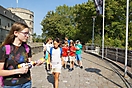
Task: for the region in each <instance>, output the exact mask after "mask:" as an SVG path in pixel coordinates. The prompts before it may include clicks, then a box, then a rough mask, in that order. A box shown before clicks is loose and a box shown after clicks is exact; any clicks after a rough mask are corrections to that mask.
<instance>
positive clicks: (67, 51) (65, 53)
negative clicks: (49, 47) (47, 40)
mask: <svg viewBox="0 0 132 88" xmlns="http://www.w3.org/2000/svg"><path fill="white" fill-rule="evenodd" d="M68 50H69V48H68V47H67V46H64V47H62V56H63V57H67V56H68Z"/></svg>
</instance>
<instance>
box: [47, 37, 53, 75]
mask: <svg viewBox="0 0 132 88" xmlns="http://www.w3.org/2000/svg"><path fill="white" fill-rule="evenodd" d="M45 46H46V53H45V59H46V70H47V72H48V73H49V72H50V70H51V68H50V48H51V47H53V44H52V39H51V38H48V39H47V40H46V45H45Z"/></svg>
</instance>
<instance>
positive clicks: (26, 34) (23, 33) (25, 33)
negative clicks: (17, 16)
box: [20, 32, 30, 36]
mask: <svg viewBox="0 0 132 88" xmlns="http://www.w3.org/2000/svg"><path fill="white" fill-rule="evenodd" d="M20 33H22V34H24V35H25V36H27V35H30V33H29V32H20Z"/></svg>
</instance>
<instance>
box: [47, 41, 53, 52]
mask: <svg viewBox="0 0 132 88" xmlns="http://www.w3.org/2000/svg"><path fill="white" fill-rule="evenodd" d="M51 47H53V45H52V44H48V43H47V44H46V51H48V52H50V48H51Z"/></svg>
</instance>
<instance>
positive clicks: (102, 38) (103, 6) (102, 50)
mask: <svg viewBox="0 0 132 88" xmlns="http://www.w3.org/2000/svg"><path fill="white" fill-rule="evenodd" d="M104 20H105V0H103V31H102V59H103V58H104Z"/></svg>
--
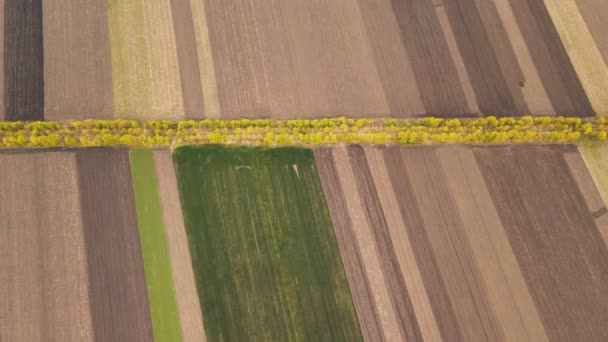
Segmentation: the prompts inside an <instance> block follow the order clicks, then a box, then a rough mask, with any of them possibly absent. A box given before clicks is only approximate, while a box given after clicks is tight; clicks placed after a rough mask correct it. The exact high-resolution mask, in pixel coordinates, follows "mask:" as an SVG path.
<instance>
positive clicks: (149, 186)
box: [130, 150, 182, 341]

• _What you will do_:
Where a line of the listing contains the word "order", it counts toward the total; say how many lines that makes, giving the number alone.

• _Answer space_:
2